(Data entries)

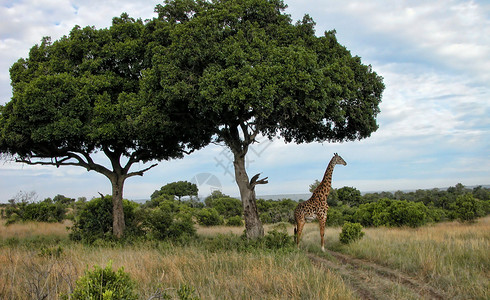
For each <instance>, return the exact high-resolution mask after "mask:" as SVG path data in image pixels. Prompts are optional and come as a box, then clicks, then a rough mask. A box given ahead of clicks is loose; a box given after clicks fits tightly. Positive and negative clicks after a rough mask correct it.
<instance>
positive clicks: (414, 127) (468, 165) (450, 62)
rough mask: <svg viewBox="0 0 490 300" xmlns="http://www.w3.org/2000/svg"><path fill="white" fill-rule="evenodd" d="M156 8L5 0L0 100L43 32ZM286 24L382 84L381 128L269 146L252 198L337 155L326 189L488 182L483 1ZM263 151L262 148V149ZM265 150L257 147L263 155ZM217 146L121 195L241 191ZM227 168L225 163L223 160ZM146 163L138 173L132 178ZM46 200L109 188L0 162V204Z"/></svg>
mask: <svg viewBox="0 0 490 300" xmlns="http://www.w3.org/2000/svg"><path fill="white" fill-rule="evenodd" d="M158 3H162V1H160V0H153V1H130V0H121V1H115V0H110V1H95V0H89V1H80V0H76V1H68V0H61V1H60V0H43V1H13V2H12V1H10V2H8V3H6V4H3V3H2V4H0V104H3V103H4V102H6V101H8V99H9V98H10V96H11V92H10V80H9V74H8V69H9V68H10V66H11V65H12V64H13V63H14V62H15V61H16V60H17V59H19V58H20V57H26V56H27V55H28V51H29V49H30V48H31V47H32V46H33V45H34V44H36V43H39V41H40V39H41V38H42V37H43V36H48V35H49V36H52V38H53V40H56V39H58V38H59V37H61V36H62V35H67V34H69V32H70V30H71V29H72V28H73V26H75V25H76V24H79V25H81V26H82V27H84V26H88V25H95V26H96V27H97V28H102V27H107V26H109V25H110V24H111V21H112V17H115V16H119V15H120V14H121V13H122V12H128V13H129V14H130V15H131V16H132V17H142V18H143V19H146V18H151V17H154V16H155V14H154V13H153V9H154V6H155V5H156V4H158ZM286 3H288V4H289V9H288V10H287V11H286V12H287V13H291V14H292V17H293V19H299V18H301V17H302V16H303V15H304V14H305V13H309V14H310V15H311V16H312V17H313V19H314V20H315V21H316V22H317V27H316V28H317V31H318V33H320V34H321V33H322V32H323V31H325V30H330V29H337V38H338V40H339V41H340V43H341V44H343V45H346V46H347V48H348V49H350V50H351V51H352V53H353V54H354V55H359V56H361V57H362V58H363V62H364V63H369V64H372V65H373V69H374V70H375V71H376V72H378V73H379V74H380V75H382V76H383V77H384V82H385V84H386V90H385V93H384V95H383V102H382V104H381V113H380V115H379V117H378V120H379V124H380V128H379V130H378V131H377V132H375V133H373V134H372V137H371V138H369V139H366V140H363V141H356V142H349V143H342V144H328V143H325V144H323V145H322V144H309V145H295V144H284V143H283V142H282V141H280V140H279V141H274V142H273V143H272V144H270V145H269V146H268V147H267V148H266V149H264V147H265V146H267V145H268V144H267V143H268V142H264V143H263V144H262V145H256V152H255V153H252V152H250V153H249V157H248V159H249V161H250V165H249V169H248V172H249V175H254V174H255V173H258V172H263V176H269V182H270V183H269V184H268V185H264V186H258V187H257V193H258V194H283V193H305V192H307V190H308V185H309V184H311V183H312V182H313V181H314V180H315V179H320V178H321V177H322V176H323V172H324V171H325V168H326V165H327V163H328V161H329V160H330V158H331V156H332V154H333V152H339V153H340V154H341V155H342V156H343V157H344V159H346V161H347V162H348V165H347V166H346V167H345V168H338V169H336V170H335V173H334V185H335V186H336V187H341V186H344V185H347V186H355V187H357V188H358V189H361V190H363V191H370V190H383V189H389V190H396V189H415V188H432V187H436V186H438V187H444V186H449V185H454V184H456V183H457V182H461V183H463V184H469V185H472V184H488V183H489V182H490V173H489V172H488V170H489V169H490V166H489V165H488V162H489V161H490V159H489V158H490V157H489V152H488V149H489V147H490V119H489V118H488V116H489V115H490V101H488V99H489V98H490V18H489V15H490V6H489V5H488V4H484V2H483V1H463V0H450V1H442V0H436V1H389V0H384V1H361V0H356V1H352V0H347V1H319V0H290V1H286ZM264 145H265V146H264ZM262 150H264V151H263V152H262ZM222 151H223V148H222V147H218V146H213V145H211V146H208V147H207V148H206V149H204V150H201V151H198V152H196V153H194V154H192V155H190V156H188V157H186V158H184V159H183V160H173V161H170V162H161V163H160V164H159V166H157V167H156V168H154V169H152V170H150V171H149V172H147V173H146V174H145V176H143V177H134V178H130V179H129V180H128V181H127V183H126V189H125V195H126V196H127V197H130V198H137V199H141V198H147V197H149V195H150V194H151V193H152V192H153V191H154V190H155V189H158V188H160V187H161V186H162V185H163V184H165V183H167V182H172V181H177V180H190V179H191V178H192V177H193V176H195V175H196V174H198V173H204V172H209V173H212V174H214V175H216V176H217V177H218V178H219V180H220V182H221V184H222V189H223V191H224V192H225V193H227V194H231V195H235V196H236V195H238V189H237V187H236V184H235V183H234V182H233V178H232V177H231V176H230V173H232V172H233V169H232V168H231V164H228V167H229V169H228V170H227V169H226V167H223V166H222V165H220V164H219V163H218V161H217V160H216V159H218V160H219V159H221V160H223V161H224V162H225V163H226V157H225V156H224V153H223V152H222ZM228 163H229V160H228ZM145 166H147V165H143V164H140V165H135V166H134V170H136V169H137V168H143V167H145ZM33 189H34V190H36V191H38V193H39V194H40V196H41V198H42V197H53V196H54V195H55V194H57V193H62V194H65V195H67V196H70V197H79V196H86V197H91V196H97V195H98V194H97V192H102V193H110V184H109V182H108V180H107V179H106V178H105V177H104V176H102V175H100V174H98V173H94V172H86V171H85V170H84V169H83V168H75V167H74V168H59V169H57V168H54V167H41V166H36V167H34V166H25V165H17V164H15V166H14V165H13V164H12V165H6V164H1V163H0V191H1V192H0V202H1V201H4V200H6V198H8V197H11V196H13V195H15V194H16V193H17V192H18V191H19V190H23V191H30V190H33Z"/></svg>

> [Your assignment] Give each line of the data above as a JSON list of strings, one string per line, skipping blank lines and leaving out the pictures.

> [Result of the task]
[
  "For each <instance>, return the exact high-resolution mask after \"mask:\" as SVG path data in image pixels. Prompts are optional and come as a box, then clicks, then a rough mask. A box given ahead of clicks is loose; a box given after clicks fits tightly. Positive and negative clicks after a rough mask correct it.",
  "<instance>",
  "positive clicks: (414, 127) (468, 165) (450, 62)",
  "rough mask: <svg viewBox=\"0 0 490 300\" xmlns=\"http://www.w3.org/2000/svg\"><path fill=\"white\" fill-rule=\"evenodd\" d=\"M156 8L5 0L0 100L43 32ZM286 24L382 84L381 128L269 146L252 198L337 155L326 189L488 182L483 1ZM263 151L262 148V149ZM265 150L257 147L263 155ZM217 146L121 195L241 191ZM227 168L225 163L223 160ZM146 163L138 173L132 178ZM46 200L109 188L0 162V204Z\"/></svg>",
  "mask: <svg viewBox=\"0 0 490 300\" xmlns=\"http://www.w3.org/2000/svg\"><path fill=\"white\" fill-rule=\"evenodd\" d=\"M158 3H162V1H160V0H153V1H130V0H121V1H115V0H110V1H95V0H89V1H80V0H76V1H68V0H61V1H60V0H43V1H13V2H12V1H10V2H8V3H6V4H3V3H2V4H0V104H3V103H4V102H6V101H8V99H9V98H10V96H11V92H10V80H9V74H8V69H9V68H10V66H11V65H12V64H13V63H14V62H15V61H16V60H17V59H19V58H20V57H26V56H27V55H28V51H29V49H30V48H31V47H32V46H33V45H34V44H36V43H39V41H40V39H41V38H42V37H43V36H48V35H49V36H52V38H53V40H56V39H58V38H59V37H61V36H62V35H67V34H69V32H70V30H71V29H72V28H73V26H75V25H76V24H79V25H81V26H82V27H84V26H88V25H95V26H96V27H97V28H102V27H107V26H109V25H110V24H111V21H112V17H115V16H119V15H120V14H121V13H122V12H128V13H129V14H130V15H131V16H132V17H142V18H143V19H146V18H151V17H154V16H155V14H154V13H153V9H154V6H155V5H156V4H158ZM286 3H288V4H289V9H288V10H287V11H286V12H287V13H291V14H292V17H293V19H299V18H301V17H302V16H303V15H304V14H305V13H309V14H310V15H311V16H312V17H313V19H314V20H315V21H316V22H317V27H316V28H317V31H318V33H320V34H321V33H322V32H323V31H325V30H330V29H337V38H338V40H339V41H340V43H341V44H343V45H346V46H347V48H348V49H350V50H351V51H352V53H353V54H354V55H359V56H361V57H362V58H363V62H364V63H369V64H372V65H373V69H374V70H375V71H376V72H378V73H379V74H380V75H382V76H383V77H384V82H385V84H386V90H385V93H384V95H383V102H382V104H381V113H380V115H379V117H378V120H379V124H380V128H379V130H378V131H377V132H375V133H373V134H372V137H371V138H369V139H366V140H363V141H356V142H349V143H342V144H328V143H325V144H323V145H322V144H309V145H295V144H284V143H283V142H282V141H280V140H279V141H274V142H273V143H272V144H270V145H269V146H268V147H267V148H266V149H264V147H265V146H267V145H268V144H267V143H268V142H264V143H263V144H262V145H256V152H255V153H252V152H250V153H249V157H248V159H249V161H250V165H249V169H248V172H249V175H254V174H255V173H258V172H263V176H269V182H270V183H269V184H268V185H264V186H258V187H257V193H258V194H283V193H305V192H307V190H308V185H309V184H311V183H312V182H313V181H314V180H315V179H320V178H321V177H322V176H323V172H324V171H325V168H326V165H327V163H328V161H329V160H330V158H331V156H332V154H333V152H339V153H340V154H341V155H342V156H343V157H344V159H346V161H347V162H348V165H347V166H346V167H345V168H338V169H336V170H335V173H334V185H335V186H336V187H341V186H344V185H347V186H355V187H357V188H358V189H361V190H363V191H370V190H383V189H389V190H396V189H415V188H432V187H436V186H438V187H444V186H449V185H454V184H456V183H457V182H461V183H463V184H469V185H472V184H488V183H489V182H490V173H489V172H488V170H489V169H490V166H489V165H488V162H489V161H490V159H489V158H490V157H489V152H488V149H489V147H490V119H489V118H488V116H489V115H490V101H488V99H489V98H490V18H489V15H490V6H489V5H488V4H484V2H483V1H463V0H450V1H442V0H436V1H389V0H384V1H361V0H356V1H352V0H347V1H319V0H290V1H286ZM264 145H265V146H264ZM262 150H264V151H263V152H262ZM222 151H223V148H222V147H218V146H213V145H211V146H208V147H207V148H206V149H204V150H201V151H198V152H196V153H194V154H192V155H190V156H188V157H186V158H184V159H183V160H173V161H170V162H161V163H160V164H159V166H157V167H156V168H154V169H152V170H150V171H149V172H147V173H146V174H145V176H143V177H134V178H130V179H129V180H128V181H127V183H126V189H125V195H126V196H127V197H130V198H137V199H141V198H147V197H149V195H150V194H151V193H152V192H153V191H154V190H155V189H158V188H160V187H161V186H162V185H163V184H165V183H167V182H172V181H177V180H190V179H191V178H192V177H193V176H195V175H196V174H198V173H204V172H209V173H212V174H214V175H216V176H217V177H218V178H219V180H220V182H221V184H222V189H223V191H224V192H225V193H227V194H231V195H235V196H236V195H238V189H237V187H236V184H235V183H234V182H233V178H232V177H231V176H230V173H232V172H233V169H232V168H231V164H228V167H229V169H228V170H227V169H226V167H223V166H222V165H220V164H219V163H218V161H217V160H216V159H218V160H219V159H221V160H223V161H224V162H225V163H226V157H225V156H224V153H223V152H222ZM228 163H229V160H228ZM145 166H147V165H143V164H140V165H135V166H134V170H136V169H137V168H143V167H145ZM33 189H34V190H36V191H38V193H39V194H40V196H41V198H42V197H53V196H54V195H55V194H57V193H62V194H65V195H67V196H70V197H79V196H86V197H91V196H97V195H98V194H97V192H102V193H110V184H109V182H108V180H107V179H106V178H105V177H104V176H102V175H100V174H98V173H94V172H86V171H85V170H84V169H83V168H75V167H74V168H59V169H57V168H54V167H41V166H36V167H34V166H25V165H17V164H15V166H14V165H13V164H12V165H6V164H1V163H0V191H1V192H0V202H1V201H4V200H6V198H8V197H11V196H13V195H15V194H16V193H17V192H18V191H19V190H23V191H30V190H33Z\"/></svg>"
]